• [Exercise aim]
Your answer should be the line that contains "For this dataset, tag each instance of the man's nose" and each line after it, restated word for word through the final line of the entries.

Point-per-instance localization data
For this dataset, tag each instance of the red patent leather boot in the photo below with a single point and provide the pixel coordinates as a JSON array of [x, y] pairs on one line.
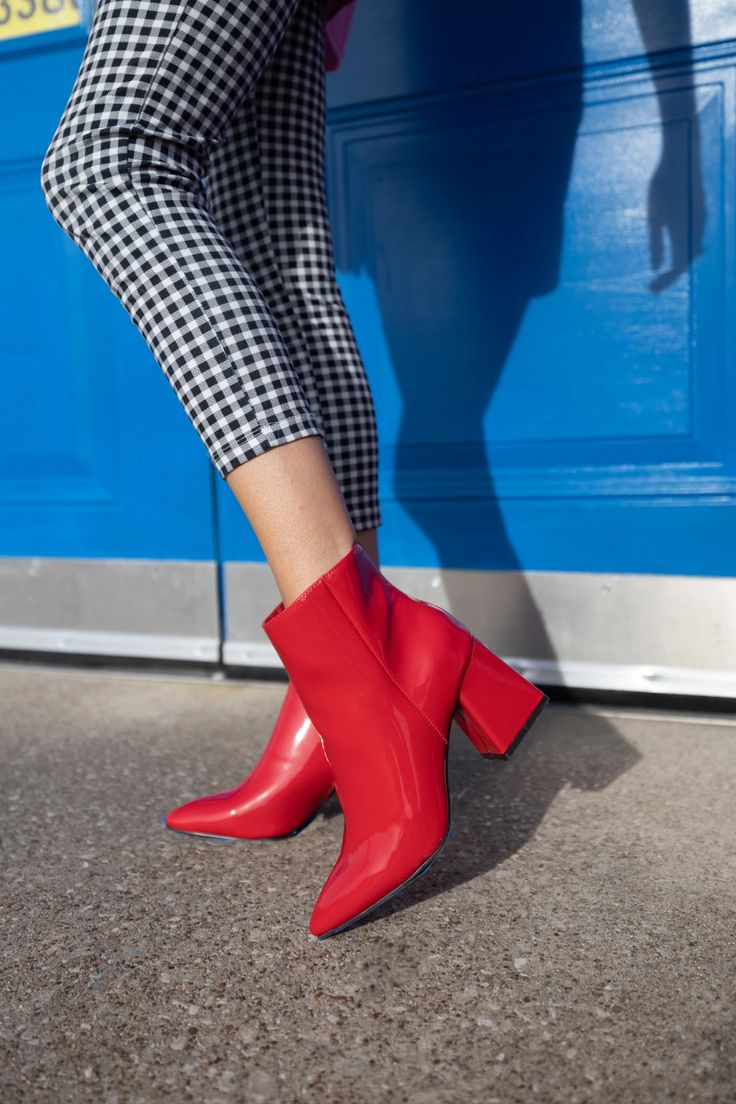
[[279, 797], [382, 675]]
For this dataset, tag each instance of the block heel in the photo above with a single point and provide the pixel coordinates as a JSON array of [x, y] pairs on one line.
[[497, 706]]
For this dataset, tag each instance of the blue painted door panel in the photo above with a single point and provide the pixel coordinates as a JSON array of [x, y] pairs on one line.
[[551, 395], [97, 457], [546, 399]]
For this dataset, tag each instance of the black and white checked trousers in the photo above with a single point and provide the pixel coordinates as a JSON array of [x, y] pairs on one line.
[[189, 167]]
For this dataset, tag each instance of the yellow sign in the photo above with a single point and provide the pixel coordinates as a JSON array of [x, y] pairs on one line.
[[30, 17]]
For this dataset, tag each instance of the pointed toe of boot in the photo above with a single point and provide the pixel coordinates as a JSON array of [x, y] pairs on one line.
[[383, 675], [280, 796]]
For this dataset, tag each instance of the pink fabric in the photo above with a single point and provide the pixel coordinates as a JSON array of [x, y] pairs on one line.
[[337, 16]]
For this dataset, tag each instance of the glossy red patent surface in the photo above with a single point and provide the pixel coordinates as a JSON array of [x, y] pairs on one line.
[[380, 673], [288, 784]]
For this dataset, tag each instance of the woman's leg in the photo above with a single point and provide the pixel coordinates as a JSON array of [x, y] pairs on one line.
[[123, 176], [266, 188]]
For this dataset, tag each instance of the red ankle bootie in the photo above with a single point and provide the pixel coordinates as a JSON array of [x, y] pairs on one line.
[[279, 797], [382, 675]]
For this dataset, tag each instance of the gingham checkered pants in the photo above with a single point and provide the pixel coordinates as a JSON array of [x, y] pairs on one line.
[[189, 167]]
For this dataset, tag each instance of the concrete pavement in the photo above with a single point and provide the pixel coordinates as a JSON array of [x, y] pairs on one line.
[[575, 942]]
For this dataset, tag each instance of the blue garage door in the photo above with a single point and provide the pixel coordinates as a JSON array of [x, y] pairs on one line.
[[533, 209]]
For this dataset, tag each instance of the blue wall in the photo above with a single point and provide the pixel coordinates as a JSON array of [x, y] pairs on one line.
[[498, 177]]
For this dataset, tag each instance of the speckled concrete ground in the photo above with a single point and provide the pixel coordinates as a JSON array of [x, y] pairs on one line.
[[575, 942]]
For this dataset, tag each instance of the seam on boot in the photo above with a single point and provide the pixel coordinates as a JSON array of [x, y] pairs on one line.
[[384, 668]]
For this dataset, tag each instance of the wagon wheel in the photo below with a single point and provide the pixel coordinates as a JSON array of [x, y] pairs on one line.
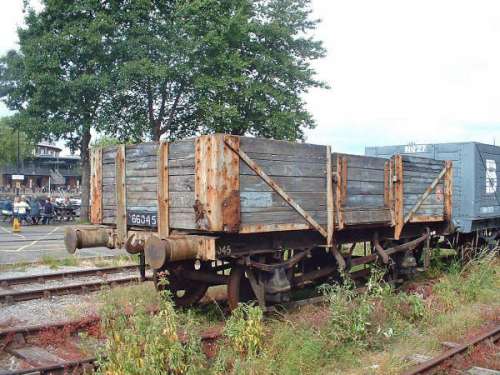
[[238, 287], [184, 292]]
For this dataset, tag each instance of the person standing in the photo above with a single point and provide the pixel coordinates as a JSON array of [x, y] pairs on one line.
[[21, 209]]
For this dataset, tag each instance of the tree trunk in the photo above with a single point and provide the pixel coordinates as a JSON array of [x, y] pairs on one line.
[[156, 130], [85, 164]]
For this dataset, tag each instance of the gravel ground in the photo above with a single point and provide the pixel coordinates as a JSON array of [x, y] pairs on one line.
[[51, 310], [68, 282]]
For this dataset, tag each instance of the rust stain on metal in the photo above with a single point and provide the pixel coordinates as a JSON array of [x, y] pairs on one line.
[[398, 195], [121, 196], [268, 180], [339, 192], [163, 191], [261, 228], [217, 184], [424, 196], [448, 191], [231, 206], [330, 213], [96, 186]]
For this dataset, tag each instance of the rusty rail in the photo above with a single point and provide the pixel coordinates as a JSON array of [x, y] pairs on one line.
[[6, 282], [423, 367], [26, 295]]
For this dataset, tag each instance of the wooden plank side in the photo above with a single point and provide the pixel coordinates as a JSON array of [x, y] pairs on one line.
[[96, 187], [448, 191], [297, 150], [217, 204], [398, 196], [285, 168], [330, 227], [274, 185], [121, 196], [163, 191], [270, 200]]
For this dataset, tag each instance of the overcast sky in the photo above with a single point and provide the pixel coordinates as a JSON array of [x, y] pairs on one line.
[[400, 71]]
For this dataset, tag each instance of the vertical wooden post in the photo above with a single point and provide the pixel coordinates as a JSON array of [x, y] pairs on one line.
[[329, 198], [96, 186], [217, 183], [448, 191], [121, 196], [398, 196], [339, 189], [163, 191]]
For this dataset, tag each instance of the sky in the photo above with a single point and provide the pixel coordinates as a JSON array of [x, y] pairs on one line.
[[400, 71]]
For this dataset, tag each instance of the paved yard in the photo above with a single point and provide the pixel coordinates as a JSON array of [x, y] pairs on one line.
[[37, 241]]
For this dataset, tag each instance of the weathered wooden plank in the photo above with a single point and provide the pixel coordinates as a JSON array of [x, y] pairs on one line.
[[420, 160], [360, 217], [287, 158], [289, 184], [278, 189], [260, 145], [121, 197], [182, 220], [263, 199], [163, 191], [151, 186], [141, 151], [448, 191], [96, 186], [281, 217], [182, 149], [182, 199], [362, 174], [286, 169], [365, 162], [330, 209], [144, 195], [364, 187], [262, 228], [424, 196], [398, 196], [365, 201], [142, 163], [412, 188], [181, 183]]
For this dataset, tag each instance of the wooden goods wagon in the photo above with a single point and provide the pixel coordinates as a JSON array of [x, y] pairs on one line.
[[262, 216]]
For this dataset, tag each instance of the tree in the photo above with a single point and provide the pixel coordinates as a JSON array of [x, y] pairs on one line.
[[10, 137], [56, 80], [190, 66]]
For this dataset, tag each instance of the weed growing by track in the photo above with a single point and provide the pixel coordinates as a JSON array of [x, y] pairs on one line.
[[357, 331]]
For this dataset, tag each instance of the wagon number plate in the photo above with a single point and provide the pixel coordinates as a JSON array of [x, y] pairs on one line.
[[142, 219]]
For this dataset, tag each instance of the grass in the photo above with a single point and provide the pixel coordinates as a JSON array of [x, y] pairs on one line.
[[371, 331]]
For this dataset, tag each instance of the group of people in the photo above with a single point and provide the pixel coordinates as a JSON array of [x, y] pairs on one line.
[[38, 211]]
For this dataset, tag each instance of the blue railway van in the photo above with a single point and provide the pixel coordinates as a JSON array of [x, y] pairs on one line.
[[476, 182]]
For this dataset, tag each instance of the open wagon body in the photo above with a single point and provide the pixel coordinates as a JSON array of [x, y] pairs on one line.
[[262, 216]]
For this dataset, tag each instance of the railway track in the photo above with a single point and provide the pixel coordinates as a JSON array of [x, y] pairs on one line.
[[493, 334], [75, 326], [15, 295]]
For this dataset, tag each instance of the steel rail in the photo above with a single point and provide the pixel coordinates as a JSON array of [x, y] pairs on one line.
[[36, 329], [433, 362], [26, 295], [72, 365], [67, 366], [6, 282]]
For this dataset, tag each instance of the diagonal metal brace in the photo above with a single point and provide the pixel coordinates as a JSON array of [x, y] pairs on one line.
[[424, 196], [273, 185]]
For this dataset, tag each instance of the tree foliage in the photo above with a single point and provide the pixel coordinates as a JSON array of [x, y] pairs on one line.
[[56, 80], [9, 141], [200, 66]]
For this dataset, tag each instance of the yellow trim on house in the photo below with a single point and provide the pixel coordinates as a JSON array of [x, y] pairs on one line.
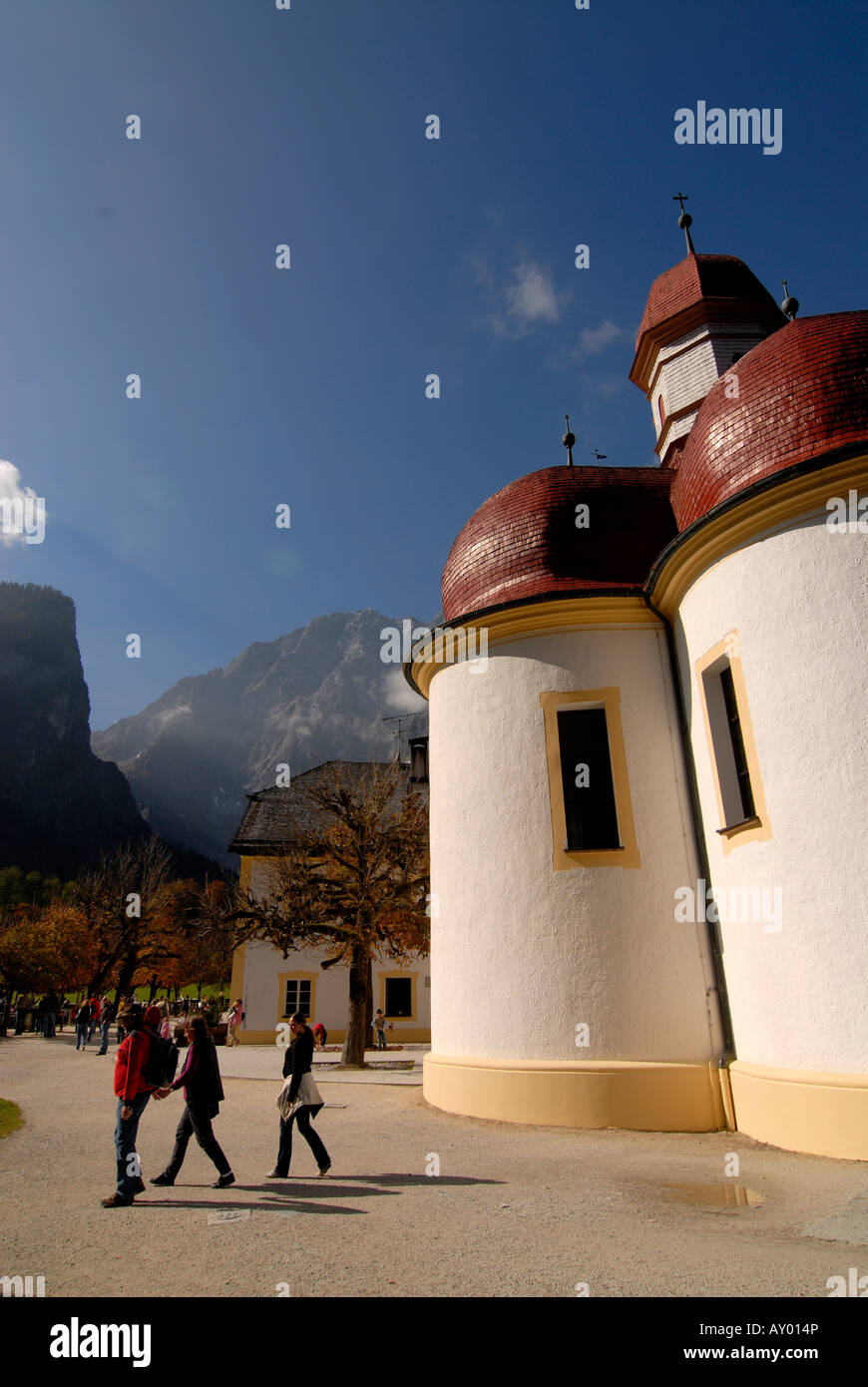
[[629, 853], [754, 829], [797, 498], [803, 1110], [641, 1096], [536, 619], [398, 973]]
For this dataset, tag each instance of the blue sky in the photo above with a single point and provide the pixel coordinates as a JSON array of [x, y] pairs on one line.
[[305, 387]]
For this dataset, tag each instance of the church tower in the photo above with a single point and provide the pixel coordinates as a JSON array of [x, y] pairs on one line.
[[700, 318]]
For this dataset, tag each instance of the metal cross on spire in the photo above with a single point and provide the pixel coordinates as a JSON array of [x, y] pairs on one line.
[[569, 438], [685, 221]]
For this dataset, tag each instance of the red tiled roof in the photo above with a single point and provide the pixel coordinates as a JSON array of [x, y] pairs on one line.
[[523, 543], [803, 391], [697, 279]]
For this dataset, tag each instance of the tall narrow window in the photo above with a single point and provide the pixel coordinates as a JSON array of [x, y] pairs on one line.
[[588, 790], [735, 765], [398, 998], [736, 742], [297, 996]]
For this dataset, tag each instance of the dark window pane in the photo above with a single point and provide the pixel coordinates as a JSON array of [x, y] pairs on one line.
[[590, 806], [738, 743], [398, 998]]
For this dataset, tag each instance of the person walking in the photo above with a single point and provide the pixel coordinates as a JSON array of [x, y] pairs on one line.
[[49, 1016], [200, 1080], [299, 1100], [82, 1021], [95, 1016], [107, 1016], [132, 1092], [235, 1017]]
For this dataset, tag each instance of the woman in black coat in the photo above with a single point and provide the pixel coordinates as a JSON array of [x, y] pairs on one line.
[[301, 1100], [200, 1080]]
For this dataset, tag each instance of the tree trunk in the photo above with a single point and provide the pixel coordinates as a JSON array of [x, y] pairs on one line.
[[125, 978], [369, 1009], [352, 1055]]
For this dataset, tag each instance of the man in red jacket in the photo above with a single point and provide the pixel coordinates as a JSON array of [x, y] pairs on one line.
[[132, 1092]]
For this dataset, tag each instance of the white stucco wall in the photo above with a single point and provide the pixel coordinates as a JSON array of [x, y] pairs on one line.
[[799, 602], [522, 953]]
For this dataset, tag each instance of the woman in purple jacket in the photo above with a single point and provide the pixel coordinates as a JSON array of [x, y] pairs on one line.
[[200, 1080]]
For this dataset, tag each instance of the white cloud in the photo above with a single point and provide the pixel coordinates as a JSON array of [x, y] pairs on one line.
[[22, 513], [595, 340], [531, 298], [161, 720]]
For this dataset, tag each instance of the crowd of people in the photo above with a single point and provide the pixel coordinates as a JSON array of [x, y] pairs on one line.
[[145, 1037], [143, 1070], [50, 1013]]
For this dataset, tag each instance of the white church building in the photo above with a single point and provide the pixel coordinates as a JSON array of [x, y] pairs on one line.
[[650, 807]]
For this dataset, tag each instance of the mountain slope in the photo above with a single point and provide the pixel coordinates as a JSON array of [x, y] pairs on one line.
[[59, 804], [317, 694]]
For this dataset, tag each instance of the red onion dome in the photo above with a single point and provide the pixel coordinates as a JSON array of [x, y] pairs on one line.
[[525, 543], [801, 393]]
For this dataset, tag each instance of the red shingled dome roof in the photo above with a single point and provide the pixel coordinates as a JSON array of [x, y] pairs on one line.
[[801, 393], [696, 288], [523, 543]]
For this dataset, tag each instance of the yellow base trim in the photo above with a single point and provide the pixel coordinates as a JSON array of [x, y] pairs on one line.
[[803, 1110], [637, 1095]]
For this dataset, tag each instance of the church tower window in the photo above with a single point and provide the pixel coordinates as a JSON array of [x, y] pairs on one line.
[[590, 800], [738, 785], [588, 792]]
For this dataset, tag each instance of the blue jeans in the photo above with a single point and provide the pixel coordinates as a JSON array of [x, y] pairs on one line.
[[127, 1131]]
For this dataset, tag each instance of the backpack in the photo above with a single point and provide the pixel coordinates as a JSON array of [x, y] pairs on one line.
[[159, 1070]]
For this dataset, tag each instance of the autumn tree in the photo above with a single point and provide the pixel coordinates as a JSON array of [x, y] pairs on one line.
[[52, 948], [127, 900], [354, 884]]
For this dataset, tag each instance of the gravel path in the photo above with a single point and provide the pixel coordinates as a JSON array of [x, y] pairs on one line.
[[516, 1209]]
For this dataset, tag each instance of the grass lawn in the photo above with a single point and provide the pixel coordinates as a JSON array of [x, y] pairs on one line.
[[10, 1117]]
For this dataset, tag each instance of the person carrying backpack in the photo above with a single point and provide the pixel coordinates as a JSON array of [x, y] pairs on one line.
[[132, 1091], [200, 1080]]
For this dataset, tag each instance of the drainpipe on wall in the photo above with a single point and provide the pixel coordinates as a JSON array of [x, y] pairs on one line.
[[715, 948]]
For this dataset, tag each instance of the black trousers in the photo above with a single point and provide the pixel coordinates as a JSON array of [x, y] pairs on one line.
[[196, 1121], [284, 1155]]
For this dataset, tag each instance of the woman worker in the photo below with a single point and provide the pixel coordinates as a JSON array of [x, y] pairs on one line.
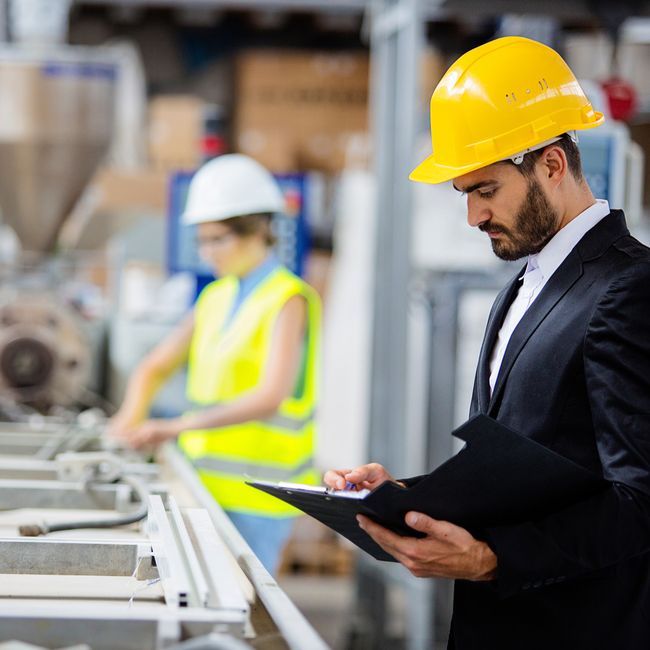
[[250, 345]]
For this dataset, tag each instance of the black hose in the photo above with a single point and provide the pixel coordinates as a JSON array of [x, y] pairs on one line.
[[140, 488]]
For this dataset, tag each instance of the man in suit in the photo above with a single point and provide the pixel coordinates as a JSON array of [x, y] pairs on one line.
[[565, 361]]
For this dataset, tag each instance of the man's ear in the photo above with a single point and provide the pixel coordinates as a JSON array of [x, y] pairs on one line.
[[553, 164]]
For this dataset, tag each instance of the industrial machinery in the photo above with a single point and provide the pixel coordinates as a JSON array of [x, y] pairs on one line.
[[123, 554], [56, 112]]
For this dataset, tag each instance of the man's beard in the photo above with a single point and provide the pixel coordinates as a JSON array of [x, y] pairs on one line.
[[535, 223]]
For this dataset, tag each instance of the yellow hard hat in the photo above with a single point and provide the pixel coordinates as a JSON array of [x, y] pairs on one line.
[[499, 100]]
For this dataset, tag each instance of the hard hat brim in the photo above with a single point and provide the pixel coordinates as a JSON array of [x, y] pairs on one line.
[[431, 171]]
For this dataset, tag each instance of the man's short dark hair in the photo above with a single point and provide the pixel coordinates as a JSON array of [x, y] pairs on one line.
[[570, 149]]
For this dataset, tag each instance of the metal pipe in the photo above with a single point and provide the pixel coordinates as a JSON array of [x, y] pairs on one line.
[[139, 487]]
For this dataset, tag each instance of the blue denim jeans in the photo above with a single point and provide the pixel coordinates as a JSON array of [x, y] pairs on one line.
[[265, 535]]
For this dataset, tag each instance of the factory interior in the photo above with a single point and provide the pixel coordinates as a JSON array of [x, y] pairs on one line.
[[107, 110]]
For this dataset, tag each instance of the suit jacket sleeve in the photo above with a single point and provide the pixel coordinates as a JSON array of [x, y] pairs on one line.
[[614, 525]]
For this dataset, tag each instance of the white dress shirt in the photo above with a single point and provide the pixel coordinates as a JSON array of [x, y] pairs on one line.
[[539, 269]]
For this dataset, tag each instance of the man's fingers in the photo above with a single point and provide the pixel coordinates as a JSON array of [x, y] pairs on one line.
[[335, 478]]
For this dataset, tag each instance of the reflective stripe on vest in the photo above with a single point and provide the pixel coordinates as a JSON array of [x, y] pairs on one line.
[[250, 470], [291, 424], [227, 362]]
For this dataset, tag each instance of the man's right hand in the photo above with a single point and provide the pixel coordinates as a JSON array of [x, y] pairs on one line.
[[367, 476]]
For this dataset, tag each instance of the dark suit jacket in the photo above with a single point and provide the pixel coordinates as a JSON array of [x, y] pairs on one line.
[[576, 378]]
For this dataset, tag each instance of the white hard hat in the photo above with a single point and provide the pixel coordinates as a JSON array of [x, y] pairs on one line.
[[232, 185]]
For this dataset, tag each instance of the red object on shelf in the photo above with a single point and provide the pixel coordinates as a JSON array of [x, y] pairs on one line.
[[621, 97], [212, 145]]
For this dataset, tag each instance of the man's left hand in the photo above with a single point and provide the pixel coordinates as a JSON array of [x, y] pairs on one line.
[[447, 551]]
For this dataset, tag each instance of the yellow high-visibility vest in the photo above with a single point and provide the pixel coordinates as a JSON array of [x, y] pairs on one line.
[[227, 361]]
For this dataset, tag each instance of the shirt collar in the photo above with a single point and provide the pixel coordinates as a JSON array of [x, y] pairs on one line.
[[565, 239]]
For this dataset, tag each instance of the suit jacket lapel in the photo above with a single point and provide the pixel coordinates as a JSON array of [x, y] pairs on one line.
[[591, 246], [558, 284], [498, 313]]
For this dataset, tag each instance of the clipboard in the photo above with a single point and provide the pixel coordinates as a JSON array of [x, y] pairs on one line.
[[500, 477]]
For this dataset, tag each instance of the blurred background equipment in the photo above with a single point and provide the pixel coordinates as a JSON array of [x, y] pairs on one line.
[[56, 113]]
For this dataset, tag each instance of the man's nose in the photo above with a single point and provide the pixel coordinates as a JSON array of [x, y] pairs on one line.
[[476, 213]]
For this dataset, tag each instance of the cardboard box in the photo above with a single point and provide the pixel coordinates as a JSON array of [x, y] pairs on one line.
[[175, 131], [297, 110], [114, 199]]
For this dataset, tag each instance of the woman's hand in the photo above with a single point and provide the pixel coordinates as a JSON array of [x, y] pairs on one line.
[[152, 432]]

• [Response]
For this dataset, tag each instance of the man's nose in the photo above with a single point and provide the pixel coordinates as a JSON array of [x, y] pairs on one line.
[[476, 213]]
For this dataset, tag each instance of the cardboard box in the photo above with a single point and provide the pixel coordinates as a JSON array of [x, y] pairs on one line.
[[175, 131], [297, 110], [114, 199]]
For this dataset, tag each instance of the woman's hand in the photo above with a single point and provide the pixel coordinates as a JSON array of [x, y] pairs on one line.
[[152, 432]]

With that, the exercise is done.